Requirements
Copy out, word for word, the stretch of rows from the line containing "like point(889, 326)?" through the line containing "point(573, 572)", including both of those lines.

+-------+

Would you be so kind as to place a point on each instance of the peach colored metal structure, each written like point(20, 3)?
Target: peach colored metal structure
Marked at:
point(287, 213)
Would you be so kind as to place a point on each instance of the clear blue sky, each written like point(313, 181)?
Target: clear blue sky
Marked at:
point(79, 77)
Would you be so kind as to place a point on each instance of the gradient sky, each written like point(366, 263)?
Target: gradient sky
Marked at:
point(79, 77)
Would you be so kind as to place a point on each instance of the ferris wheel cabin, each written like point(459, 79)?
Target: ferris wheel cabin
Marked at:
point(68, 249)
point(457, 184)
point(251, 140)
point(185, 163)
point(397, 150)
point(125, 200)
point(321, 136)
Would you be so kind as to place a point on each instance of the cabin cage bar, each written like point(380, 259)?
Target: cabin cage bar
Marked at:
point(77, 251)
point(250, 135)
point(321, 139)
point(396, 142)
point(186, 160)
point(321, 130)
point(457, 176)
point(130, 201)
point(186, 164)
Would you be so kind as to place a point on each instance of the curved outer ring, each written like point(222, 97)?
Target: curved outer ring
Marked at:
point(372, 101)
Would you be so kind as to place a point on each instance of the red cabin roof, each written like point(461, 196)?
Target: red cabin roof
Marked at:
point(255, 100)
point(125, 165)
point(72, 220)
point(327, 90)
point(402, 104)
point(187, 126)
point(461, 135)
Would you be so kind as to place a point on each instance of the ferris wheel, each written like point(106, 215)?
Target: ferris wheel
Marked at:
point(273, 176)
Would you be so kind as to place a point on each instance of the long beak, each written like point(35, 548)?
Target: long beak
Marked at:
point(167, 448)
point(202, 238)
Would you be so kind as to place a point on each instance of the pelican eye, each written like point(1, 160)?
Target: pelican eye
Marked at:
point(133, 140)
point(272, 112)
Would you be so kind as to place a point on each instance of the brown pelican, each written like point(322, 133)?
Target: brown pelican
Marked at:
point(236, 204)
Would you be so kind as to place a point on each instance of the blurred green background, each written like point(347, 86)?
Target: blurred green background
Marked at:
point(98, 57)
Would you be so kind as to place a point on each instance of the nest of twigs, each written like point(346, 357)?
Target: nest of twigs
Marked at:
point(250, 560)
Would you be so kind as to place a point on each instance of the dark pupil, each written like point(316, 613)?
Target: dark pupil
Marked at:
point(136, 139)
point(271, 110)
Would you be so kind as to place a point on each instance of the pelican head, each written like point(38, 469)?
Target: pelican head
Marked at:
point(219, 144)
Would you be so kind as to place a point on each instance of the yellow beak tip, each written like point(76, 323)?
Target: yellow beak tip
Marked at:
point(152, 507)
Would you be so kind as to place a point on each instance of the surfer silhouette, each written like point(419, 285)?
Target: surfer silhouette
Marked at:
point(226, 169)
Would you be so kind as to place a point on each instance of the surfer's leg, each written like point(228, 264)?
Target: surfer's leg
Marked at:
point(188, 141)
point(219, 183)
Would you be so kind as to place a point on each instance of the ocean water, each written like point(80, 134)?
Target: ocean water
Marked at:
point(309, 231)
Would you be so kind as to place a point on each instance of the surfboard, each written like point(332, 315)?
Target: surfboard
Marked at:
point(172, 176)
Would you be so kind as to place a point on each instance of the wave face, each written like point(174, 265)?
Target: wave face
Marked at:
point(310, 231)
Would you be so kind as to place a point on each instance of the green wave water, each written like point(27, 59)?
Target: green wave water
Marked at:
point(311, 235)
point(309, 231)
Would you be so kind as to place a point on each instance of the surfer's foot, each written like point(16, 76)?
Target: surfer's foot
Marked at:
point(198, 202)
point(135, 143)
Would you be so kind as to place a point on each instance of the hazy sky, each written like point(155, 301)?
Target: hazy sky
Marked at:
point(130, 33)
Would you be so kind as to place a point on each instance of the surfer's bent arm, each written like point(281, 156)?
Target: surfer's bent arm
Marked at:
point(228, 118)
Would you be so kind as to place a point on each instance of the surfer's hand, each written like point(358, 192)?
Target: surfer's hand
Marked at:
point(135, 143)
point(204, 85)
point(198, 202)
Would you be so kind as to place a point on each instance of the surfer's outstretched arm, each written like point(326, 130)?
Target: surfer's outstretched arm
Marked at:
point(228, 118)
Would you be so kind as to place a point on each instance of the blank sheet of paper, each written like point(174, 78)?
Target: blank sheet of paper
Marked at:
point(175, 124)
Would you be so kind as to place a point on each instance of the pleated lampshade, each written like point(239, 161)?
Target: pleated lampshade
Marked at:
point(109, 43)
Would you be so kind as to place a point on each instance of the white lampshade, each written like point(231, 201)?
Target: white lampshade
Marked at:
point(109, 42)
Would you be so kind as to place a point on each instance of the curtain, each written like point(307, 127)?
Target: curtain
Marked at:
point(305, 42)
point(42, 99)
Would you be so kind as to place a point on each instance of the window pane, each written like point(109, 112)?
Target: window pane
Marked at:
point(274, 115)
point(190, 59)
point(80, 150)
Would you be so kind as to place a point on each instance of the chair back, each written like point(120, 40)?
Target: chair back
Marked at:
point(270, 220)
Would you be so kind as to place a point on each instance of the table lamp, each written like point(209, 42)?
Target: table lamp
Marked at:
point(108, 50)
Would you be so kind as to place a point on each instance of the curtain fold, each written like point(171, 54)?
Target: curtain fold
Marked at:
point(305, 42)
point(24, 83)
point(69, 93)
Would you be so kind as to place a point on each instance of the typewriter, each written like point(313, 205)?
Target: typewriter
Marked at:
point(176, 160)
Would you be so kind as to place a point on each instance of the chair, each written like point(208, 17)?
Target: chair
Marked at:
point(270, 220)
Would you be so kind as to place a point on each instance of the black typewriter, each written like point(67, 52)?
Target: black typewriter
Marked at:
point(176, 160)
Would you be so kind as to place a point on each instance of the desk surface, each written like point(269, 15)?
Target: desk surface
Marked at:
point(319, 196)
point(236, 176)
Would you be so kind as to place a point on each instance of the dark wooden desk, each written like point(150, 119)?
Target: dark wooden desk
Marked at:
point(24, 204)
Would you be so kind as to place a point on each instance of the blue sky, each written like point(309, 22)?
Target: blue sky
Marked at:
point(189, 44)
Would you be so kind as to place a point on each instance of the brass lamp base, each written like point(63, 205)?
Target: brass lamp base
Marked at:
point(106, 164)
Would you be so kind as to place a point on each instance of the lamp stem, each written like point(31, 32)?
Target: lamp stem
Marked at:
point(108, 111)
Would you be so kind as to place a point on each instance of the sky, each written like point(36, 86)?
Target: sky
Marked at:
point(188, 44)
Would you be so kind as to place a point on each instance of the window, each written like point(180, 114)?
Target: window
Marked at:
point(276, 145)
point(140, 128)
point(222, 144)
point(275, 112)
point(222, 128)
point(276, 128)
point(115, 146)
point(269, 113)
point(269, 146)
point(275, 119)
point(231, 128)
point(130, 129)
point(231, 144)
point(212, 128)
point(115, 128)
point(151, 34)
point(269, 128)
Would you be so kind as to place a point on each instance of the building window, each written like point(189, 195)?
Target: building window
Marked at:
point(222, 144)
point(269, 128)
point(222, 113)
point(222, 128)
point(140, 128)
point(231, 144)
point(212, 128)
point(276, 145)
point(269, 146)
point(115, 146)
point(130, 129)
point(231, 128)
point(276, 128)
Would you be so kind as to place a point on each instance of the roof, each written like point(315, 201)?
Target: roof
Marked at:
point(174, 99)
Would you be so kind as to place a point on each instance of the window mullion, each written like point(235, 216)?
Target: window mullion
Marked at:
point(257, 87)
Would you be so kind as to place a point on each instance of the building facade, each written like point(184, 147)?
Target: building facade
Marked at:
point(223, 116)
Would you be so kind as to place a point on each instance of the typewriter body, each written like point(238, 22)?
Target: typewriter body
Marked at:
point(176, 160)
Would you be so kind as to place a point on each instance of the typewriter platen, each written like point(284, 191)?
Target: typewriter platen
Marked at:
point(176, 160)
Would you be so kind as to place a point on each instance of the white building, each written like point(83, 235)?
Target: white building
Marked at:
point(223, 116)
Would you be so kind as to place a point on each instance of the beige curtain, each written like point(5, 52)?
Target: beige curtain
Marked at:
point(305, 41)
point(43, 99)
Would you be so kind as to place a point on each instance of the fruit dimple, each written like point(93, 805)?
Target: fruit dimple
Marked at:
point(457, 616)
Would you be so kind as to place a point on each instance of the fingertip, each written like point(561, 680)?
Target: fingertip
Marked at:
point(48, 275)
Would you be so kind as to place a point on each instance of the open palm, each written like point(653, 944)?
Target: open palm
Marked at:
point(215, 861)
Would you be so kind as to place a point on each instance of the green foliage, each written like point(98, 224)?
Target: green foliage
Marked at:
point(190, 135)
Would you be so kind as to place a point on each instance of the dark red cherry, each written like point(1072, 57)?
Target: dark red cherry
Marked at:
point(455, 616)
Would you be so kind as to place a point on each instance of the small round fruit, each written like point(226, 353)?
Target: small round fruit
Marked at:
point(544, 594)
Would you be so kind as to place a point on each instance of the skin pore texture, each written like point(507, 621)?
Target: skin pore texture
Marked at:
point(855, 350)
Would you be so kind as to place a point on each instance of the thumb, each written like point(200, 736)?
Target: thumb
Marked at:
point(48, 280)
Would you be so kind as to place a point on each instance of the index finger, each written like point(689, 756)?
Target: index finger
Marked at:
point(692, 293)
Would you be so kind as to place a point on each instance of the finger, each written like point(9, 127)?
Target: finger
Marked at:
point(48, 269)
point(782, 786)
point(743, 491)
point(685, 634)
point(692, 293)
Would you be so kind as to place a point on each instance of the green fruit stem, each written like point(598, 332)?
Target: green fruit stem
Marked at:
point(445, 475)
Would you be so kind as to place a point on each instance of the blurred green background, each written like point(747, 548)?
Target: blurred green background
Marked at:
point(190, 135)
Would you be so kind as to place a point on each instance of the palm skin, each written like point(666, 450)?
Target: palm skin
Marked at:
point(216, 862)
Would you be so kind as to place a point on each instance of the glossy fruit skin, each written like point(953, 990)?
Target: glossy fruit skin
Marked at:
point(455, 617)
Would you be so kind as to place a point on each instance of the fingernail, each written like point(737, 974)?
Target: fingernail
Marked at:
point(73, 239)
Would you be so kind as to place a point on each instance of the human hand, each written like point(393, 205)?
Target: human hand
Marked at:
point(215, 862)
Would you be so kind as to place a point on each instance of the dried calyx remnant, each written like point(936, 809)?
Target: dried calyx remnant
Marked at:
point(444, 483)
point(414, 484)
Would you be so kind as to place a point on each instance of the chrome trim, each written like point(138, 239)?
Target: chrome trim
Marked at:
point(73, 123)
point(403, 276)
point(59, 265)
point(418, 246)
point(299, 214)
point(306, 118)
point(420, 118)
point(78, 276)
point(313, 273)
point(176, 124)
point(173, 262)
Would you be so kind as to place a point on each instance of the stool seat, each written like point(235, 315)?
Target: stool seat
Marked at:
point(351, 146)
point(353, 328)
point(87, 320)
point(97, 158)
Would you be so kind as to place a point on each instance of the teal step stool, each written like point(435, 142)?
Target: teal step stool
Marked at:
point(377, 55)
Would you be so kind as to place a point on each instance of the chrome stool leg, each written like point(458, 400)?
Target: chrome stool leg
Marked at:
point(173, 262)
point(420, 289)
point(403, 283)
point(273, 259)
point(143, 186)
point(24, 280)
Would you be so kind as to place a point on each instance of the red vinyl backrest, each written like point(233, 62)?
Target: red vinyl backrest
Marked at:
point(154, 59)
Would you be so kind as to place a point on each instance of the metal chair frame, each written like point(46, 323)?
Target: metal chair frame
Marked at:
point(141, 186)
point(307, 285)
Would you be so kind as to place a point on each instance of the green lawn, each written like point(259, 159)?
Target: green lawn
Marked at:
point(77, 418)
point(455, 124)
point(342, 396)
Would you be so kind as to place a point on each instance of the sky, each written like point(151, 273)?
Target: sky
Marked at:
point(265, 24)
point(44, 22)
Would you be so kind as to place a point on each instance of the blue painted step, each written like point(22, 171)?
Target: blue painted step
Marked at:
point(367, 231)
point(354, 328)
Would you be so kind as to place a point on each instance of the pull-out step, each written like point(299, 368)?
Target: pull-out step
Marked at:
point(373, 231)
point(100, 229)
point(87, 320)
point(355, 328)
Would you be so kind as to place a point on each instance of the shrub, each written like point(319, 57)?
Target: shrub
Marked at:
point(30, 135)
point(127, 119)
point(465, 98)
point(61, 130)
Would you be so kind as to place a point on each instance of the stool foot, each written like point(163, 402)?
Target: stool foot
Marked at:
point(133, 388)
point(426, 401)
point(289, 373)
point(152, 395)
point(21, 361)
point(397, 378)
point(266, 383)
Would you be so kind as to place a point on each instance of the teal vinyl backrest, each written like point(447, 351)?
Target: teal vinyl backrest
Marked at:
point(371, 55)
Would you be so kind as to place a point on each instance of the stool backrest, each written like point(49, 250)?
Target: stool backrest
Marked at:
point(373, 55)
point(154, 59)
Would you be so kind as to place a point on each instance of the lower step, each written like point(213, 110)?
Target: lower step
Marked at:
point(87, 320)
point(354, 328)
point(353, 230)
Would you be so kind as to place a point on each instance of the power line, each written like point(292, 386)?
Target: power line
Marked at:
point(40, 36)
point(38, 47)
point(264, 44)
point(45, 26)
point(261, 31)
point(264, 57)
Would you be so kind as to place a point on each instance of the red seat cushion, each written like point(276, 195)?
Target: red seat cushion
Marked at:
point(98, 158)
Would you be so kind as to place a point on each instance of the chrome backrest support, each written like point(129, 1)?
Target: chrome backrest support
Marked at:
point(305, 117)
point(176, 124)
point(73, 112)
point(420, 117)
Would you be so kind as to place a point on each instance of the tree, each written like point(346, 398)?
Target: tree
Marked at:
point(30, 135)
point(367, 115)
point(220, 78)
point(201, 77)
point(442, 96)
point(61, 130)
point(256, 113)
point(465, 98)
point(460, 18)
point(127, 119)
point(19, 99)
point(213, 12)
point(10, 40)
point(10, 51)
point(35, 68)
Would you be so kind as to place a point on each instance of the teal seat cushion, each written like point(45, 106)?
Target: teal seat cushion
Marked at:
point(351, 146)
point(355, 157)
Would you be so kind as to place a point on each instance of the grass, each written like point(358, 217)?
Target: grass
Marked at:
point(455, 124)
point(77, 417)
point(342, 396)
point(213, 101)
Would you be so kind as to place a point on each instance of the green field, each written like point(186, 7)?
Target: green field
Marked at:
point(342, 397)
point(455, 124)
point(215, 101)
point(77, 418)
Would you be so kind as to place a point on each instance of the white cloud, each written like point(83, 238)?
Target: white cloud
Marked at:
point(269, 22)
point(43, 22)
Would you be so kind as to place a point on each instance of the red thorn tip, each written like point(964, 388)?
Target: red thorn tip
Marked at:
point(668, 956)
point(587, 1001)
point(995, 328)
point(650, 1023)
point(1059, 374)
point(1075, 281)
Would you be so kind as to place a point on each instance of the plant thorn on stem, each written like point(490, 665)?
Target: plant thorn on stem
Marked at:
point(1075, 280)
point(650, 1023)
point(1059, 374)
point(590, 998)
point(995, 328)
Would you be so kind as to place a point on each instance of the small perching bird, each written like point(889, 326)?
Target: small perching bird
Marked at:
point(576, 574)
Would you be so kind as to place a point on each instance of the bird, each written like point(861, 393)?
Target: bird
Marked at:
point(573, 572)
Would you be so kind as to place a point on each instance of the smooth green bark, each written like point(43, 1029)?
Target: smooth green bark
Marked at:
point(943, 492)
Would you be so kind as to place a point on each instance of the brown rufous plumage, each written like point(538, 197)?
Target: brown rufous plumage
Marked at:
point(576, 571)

+-------+

Exercise solution
Would you be so kind as to place a point on each instance of the small perching bird, each written like point(889, 326)?
Target: small perching bird
Marked at:
point(576, 574)
Would you be so kind as to place a point on each instance of the bird, each written like point(861, 393)?
Target: bird
Marked at:
point(573, 572)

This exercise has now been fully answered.